* Stored records:
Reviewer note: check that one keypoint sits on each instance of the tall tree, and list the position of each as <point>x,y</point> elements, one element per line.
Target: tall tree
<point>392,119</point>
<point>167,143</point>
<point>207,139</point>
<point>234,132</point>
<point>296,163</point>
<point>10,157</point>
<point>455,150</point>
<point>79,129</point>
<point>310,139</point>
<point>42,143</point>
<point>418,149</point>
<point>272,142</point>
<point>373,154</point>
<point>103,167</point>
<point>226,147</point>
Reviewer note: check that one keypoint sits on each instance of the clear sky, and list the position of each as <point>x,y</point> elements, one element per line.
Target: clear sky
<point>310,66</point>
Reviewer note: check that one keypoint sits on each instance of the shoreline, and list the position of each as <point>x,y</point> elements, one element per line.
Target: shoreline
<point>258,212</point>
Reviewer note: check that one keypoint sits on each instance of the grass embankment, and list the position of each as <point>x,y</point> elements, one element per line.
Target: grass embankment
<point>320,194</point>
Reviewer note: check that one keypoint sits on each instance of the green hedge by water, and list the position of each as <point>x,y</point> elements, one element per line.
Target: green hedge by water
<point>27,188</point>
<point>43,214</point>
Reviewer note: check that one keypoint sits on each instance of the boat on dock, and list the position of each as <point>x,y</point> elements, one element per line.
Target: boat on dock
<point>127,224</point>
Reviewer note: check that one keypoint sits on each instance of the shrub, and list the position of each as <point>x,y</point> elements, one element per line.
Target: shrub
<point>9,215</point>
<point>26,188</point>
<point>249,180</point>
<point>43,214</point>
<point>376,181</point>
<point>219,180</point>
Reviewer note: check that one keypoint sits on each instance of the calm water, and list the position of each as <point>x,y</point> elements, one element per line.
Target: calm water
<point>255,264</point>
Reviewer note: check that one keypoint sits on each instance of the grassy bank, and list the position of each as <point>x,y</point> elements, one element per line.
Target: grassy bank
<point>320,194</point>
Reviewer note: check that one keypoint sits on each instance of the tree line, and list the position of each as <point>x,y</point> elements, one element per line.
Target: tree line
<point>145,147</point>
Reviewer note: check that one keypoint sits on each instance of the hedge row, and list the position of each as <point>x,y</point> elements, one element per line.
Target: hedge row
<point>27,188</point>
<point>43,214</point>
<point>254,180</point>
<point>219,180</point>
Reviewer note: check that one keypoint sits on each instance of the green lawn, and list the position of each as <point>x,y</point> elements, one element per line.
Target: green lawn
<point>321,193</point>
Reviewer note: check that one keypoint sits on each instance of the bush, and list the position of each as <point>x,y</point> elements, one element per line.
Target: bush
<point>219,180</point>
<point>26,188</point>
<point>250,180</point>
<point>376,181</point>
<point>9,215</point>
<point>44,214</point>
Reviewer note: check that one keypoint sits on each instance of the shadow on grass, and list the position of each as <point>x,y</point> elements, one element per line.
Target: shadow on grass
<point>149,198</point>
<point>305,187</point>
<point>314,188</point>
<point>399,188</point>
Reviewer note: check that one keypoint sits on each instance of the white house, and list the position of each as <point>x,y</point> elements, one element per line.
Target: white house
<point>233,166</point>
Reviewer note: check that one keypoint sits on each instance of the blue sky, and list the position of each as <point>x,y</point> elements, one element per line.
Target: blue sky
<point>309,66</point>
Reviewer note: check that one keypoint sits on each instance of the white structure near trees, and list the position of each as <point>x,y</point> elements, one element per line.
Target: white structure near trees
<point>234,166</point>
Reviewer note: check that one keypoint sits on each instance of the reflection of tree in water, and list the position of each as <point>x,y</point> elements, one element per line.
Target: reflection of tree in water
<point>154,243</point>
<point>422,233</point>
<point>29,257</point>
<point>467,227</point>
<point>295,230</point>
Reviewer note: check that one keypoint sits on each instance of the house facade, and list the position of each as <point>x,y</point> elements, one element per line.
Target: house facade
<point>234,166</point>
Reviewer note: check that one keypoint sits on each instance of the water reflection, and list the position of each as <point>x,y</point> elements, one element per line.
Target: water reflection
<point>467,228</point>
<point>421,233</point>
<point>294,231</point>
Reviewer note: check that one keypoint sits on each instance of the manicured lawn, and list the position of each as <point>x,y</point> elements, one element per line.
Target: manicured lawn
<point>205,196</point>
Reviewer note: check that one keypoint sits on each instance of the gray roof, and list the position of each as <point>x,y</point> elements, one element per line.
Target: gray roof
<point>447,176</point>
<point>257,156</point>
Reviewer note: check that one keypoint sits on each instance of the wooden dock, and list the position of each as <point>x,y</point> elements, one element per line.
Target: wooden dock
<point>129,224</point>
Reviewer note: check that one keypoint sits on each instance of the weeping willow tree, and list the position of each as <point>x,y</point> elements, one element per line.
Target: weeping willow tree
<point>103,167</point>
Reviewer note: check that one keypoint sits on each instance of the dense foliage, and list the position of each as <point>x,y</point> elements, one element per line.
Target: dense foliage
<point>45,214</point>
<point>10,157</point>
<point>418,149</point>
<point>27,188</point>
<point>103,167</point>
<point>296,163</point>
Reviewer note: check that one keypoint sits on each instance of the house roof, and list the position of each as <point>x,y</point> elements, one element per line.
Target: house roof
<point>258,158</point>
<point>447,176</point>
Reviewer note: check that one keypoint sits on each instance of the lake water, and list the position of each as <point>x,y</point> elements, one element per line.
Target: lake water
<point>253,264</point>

* Work to be completed: Each record needs to be duplicated exactly.

* Problem solution:
Reviewer note: check that one keypoint sits on each instance of the tall tree, and list the position of each as <point>x,y</point> elements, one element per line.
Target: tall tree
<point>392,119</point>
<point>167,143</point>
<point>207,139</point>
<point>234,132</point>
<point>296,163</point>
<point>10,157</point>
<point>455,150</point>
<point>79,129</point>
<point>310,139</point>
<point>42,143</point>
<point>418,149</point>
<point>272,142</point>
<point>373,154</point>
<point>103,167</point>
<point>226,147</point>
Reviewer note: check that one keypoint sits on each instance of the clear sky, and list the position of each as <point>x,y</point> elements, one element per line.
Target: clear sky
<point>310,66</point>
Reviewer note: check that one keypoint sits on each instance of the shoreline, and list the position of each as <point>x,y</point> elements, one element per line.
Target: shoreline
<point>258,212</point>
Reviewer note: check that one keypoint sits on each instance of the grass embankment, and list the position of each as <point>x,y</point> elements, one element per line.
Target: grass embankment
<point>320,194</point>
Reviewer note: check that one keypoint sits on each instance of the green hedge by water, and list the position of each as <point>x,y</point> elements, one element per line.
Target: green hedge by water
<point>27,188</point>
<point>43,214</point>
Reviewer note: check that one keypoint sits on each instance of the boat on dock, and list the position of each as <point>x,y</point> elements, one element per line.
Target: boat on dock
<point>127,224</point>
Reviewer note: check that one keypoint sits on each instance of the shrub, and list the position of each as <point>x,y</point> elements, one element per line.
Target: shrub
<point>9,215</point>
<point>26,188</point>
<point>249,180</point>
<point>43,214</point>
<point>376,181</point>
<point>219,180</point>
Reviewer note: check that one keypoint sits on each instance of the calm water, and list the position of each as <point>x,y</point> elements, one element per line.
Target: calm water
<point>255,264</point>
Reviewer note: check that one keypoint sits on each instance of the grassy bank, and list the position of each as <point>x,y</point> elements, one element per line.
Target: grassy bank
<point>320,194</point>
Reviewer note: check that one keypoint sits on each instance of the tree line, and list the position of each as <point>x,y</point> elements, one element per line.
Target: tree line
<point>145,147</point>
Reviewer note: check that one keypoint sits on each instance of the hedge row, and list the position of each as <point>x,y</point> elements, one element per line.
Target: hedge row
<point>27,188</point>
<point>43,214</point>
<point>254,180</point>
<point>219,180</point>
Reviewer note: check that one keypoint sits on each instance of the green lawn, and list the position of each as <point>x,y</point> elements, one element per line.
Target: green lawn
<point>321,193</point>
Reviewer note: check that one keypoint sits on each instance of the bush, and list the position of each as <point>x,y</point> elements, one element per line.
Target: bush
<point>219,180</point>
<point>26,188</point>
<point>250,180</point>
<point>376,181</point>
<point>9,215</point>
<point>44,214</point>
Reviewer note: check that one keypoint sits on each instance of the shadow on grass, and list the position of each as <point>x,y</point> elements, one element per line.
Target: shadow on grass
<point>149,198</point>
<point>305,187</point>
<point>314,188</point>
<point>399,188</point>
Reviewer note: check that one keypoint sits on each instance of the white house, and list the position of each as <point>x,y</point> elements, one element per line.
Target: white house
<point>233,166</point>
Reviewer note: check that one keypoint sits on each instance of the blue sky, and list the position of each as <point>x,y</point> elements, one element per line.
Target: blue sky
<point>309,66</point>
Reviewer note: check that one keypoint sits on each instance of the white structure near trees, and list the position of each as <point>x,y</point> elements, one element per line.
Target: white structure near trees
<point>234,166</point>
Reviewer note: check that one keypoint sits on each instance of the reflection of tree in water, and list the position of each as <point>x,y</point> elements, one element per line.
Target: reflection of tree in water
<point>154,243</point>
<point>422,233</point>
<point>29,257</point>
<point>467,227</point>
<point>295,230</point>
Reviewer note: check that one keypoint sits on each instance of the house facade, and list the position of each as <point>x,y</point> elements, one element per line.
Target: house facade
<point>234,166</point>
Reviewer note: check that one keypoint sits on each instance of the water reflection, and list the position of each as <point>x,y</point> elements, one element per line.
Target: water reflection
<point>467,228</point>
<point>421,233</point>
<point>294,231</point>
Reviewer note: check that one keypoint sits on each instance of the manicured lawn, and list the position of each as <point>x,y</point> elements, one element per line.
Target: manicured lawn
<point>205,196</point>
Reviewer note: check that one keypoint sits on each instance of the gray roof, and list the position of each as <point>x,y</point> elements, one element per line.
Target: gray roof
<point>447,176</point>
<point>257,156</point>
Reviewer note: check that one keypoint sits on each instance of the wooden dock, and list the position of each as <point>x,y</point> elements, one element per line.
Target: wooden dock
<point>129,224</point>
Reviewer note: check that one keypoint sits on each instance of the weeping willow tree, and list the position of each as <point>x,y</point> elements, one element per line.
Target: weeping willow tree
<point>103,167</point>
Reviewer note: check that one keypoint sits on each instance of the dense foliage, and list the position of each as <point>x,y</point> elements, one element per line.
Target: dense foliage
<point>45,214</point>
<point>10,157</point>
<point>418,149</point>
<point>27,188</point>
<point>103,167</point>
<point>296,163</point>
Reviewer note: check that one keypoint sits on each instance of the house roof, and list the position of each as <point>x,y</point> elements, one element per line.
Target: house roof
<point>258,158</point>
<point>447,176</point>
Reviewer note: check that one keypoint sits on each instance of the lake water, and list the position of each as <point>x,y</point> elements, one element per line.
Target: lake water
<point>253,264</point>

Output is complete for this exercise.